Exclude the pictures, then copy all remaining records exactly.

» **DATA SUPPLIED**:
______________________________

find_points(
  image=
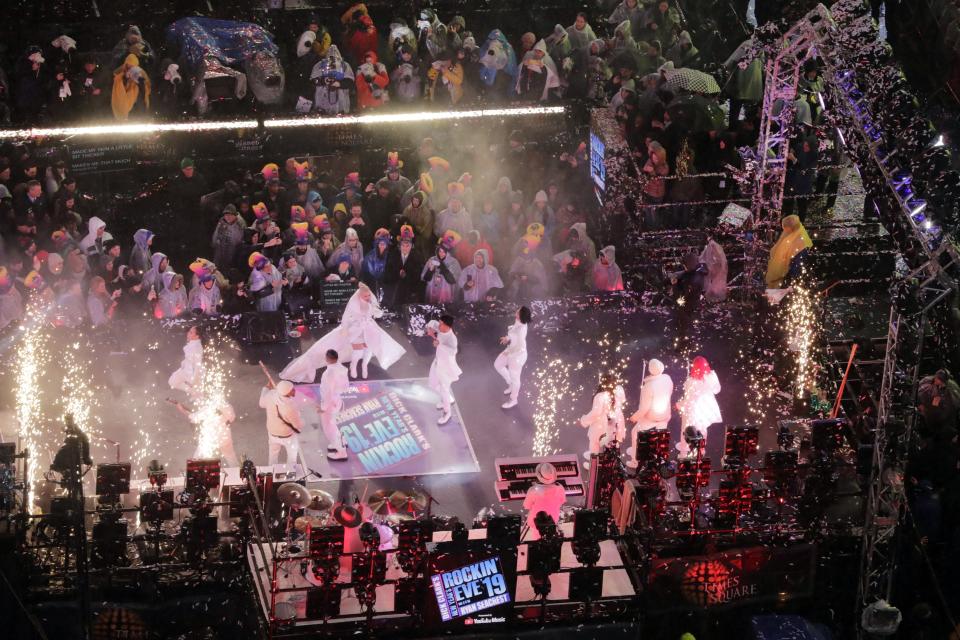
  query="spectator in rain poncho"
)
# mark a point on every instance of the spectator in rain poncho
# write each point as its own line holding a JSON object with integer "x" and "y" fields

______________________________

» **SOLVED EXERCISE**:
find_points(
  image=
  query="spectator in rain poncho"
)
# mark a point on every instance of the spectator in rain poncho
# write each point as its own line holding a JSON object with integer "x" and "y" fields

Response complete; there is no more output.